═══ Task data
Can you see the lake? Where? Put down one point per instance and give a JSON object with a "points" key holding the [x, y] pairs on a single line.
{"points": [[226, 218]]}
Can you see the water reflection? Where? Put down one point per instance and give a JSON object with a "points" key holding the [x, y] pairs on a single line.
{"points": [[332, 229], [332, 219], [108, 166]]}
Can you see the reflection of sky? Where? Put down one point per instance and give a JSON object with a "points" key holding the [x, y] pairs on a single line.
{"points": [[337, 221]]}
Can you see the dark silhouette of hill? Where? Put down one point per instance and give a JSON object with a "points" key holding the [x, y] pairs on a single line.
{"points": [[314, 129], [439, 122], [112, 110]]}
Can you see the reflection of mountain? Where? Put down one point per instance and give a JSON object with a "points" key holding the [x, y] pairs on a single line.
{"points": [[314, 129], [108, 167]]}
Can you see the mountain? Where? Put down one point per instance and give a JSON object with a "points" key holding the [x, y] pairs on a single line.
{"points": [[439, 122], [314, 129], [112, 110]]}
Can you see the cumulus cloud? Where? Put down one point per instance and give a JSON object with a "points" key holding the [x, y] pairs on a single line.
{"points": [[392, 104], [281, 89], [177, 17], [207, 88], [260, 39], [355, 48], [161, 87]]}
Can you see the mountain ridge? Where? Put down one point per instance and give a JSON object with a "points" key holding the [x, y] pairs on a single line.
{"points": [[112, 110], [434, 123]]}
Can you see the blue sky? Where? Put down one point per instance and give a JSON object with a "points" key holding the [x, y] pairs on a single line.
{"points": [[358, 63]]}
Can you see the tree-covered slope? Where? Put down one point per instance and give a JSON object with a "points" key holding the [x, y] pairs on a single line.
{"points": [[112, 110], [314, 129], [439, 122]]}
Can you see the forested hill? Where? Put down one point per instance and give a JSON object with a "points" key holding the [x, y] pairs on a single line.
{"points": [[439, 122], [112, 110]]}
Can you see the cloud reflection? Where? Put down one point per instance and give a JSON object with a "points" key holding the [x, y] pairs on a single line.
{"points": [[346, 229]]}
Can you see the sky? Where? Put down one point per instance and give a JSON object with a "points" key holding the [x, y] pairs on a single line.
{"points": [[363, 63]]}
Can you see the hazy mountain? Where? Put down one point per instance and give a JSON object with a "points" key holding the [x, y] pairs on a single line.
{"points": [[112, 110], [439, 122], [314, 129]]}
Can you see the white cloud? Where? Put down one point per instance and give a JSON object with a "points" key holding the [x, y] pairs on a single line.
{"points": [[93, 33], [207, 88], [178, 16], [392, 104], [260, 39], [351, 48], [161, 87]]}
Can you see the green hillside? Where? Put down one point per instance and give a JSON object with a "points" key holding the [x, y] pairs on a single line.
══════
Write out the data again, swapping every "single line" for "one line" and leaving everything else unchanged.

_Solution below_
Can you see the lake? Where? Put down one point per instance and give a JSON object with a "points" key holding the [x, y] pairs on a one line.
{"points": [[226, 218]]}
Can you see the water reflection? Where? Put down one point per instance and give a JSON object with a "points" key holding the [x, y] pairs on a one line.
{"points": [[332, 229], [332, 219], [108, 166]]}
Can you see the reflection of sky? Where? Put down one point per instance and give a JSON object with a "points" key holding the [x, y] pairs on a one line.
{"points": [[337, 221]]}
Can you see the dark silhouette of hill? Where? Put down one point per instance and give a JSON object with a "points" key holding the [x, y] pairs on a one line.
{"points": [[314, 129], [439, 122], [112, 110]]}
Can you see the reflection of mountain? Where? Put down one point per instance and give a JSON object with a "points" key holding the [x, y] pairs on a one line.
{"points": [[314, 129], [108, 167]]}
Can you see the mountain? Where? Put down one point per instance and give a JSON object with a "points" key holding the [x, y] pairs on a one line.
{"points": [[439, 122], [314, 129], [112, 110]]}
Can you see the cumulus cloud? Where? Put down one point per instance and give a JSON object with a "points" key holding the [x, y] pairs on a one line.
{"points": [[392, 104], [281, 89], [177, 17], [207, 88], [260, 39], [355, 48], [161, 87]]}
Can you see the mountain ridge? Where? Put down one point per instance and give a JSON object with a "points" key holding the [x, y] pairs on a one line.
{"points": [[112, 110], [434, 123]]}
Can you see the blue sky? Where? Put down one point per instance and give a JSON object with a "points" key holding the [x, y] pairs on a one line.
{"points": [[358, 63]]}
Can you see the tree-covered slope? Where? Put down one point per instance and give a JSON object with a "points" key holding the [x, y] pairs on a one line.
{"points": [[112, 110], [314, 129], [439, 122]]}
Can you see the forested hill? Where? Put down one point per instance and give a JSON object with a "points" key holding the [x, y] pairs on a one line.
{"points": [[439, 122], [112, 110]]}
Can you see the cloud reflection? Where? Put down one point per instance and give a JSON object with a "points" key holding the [x, y] pairs on a one line.
{"points": [[346, 229]]}
Can you see the sky? Where? Put down one point per instance and give a JSON object with a "points" key holding the [x, y] pairs on a one line.
{"points": [[363, 63]]}
Can you see the hazy mountain? Where? Put down one point per instance and give a JSON object with a "points" key holding the [x, y] pairs on a one line.
{"points": [[112, 110], [439, 122], [314, 129]]}
Can you see the white cloud? Where? Put down one point per instance and give a JSON object with a "points" key holding the [x, y] pairs on a one line.
{"points": [[93, 33], [207, 88], [178, 16], [392, 104], [260, 39], [351, 48], [161, 87]]}
Can you see the green hillside? Where? Put down one point per instance and give a JSON object with a "points" key holding the [x, y] pairs on a one line.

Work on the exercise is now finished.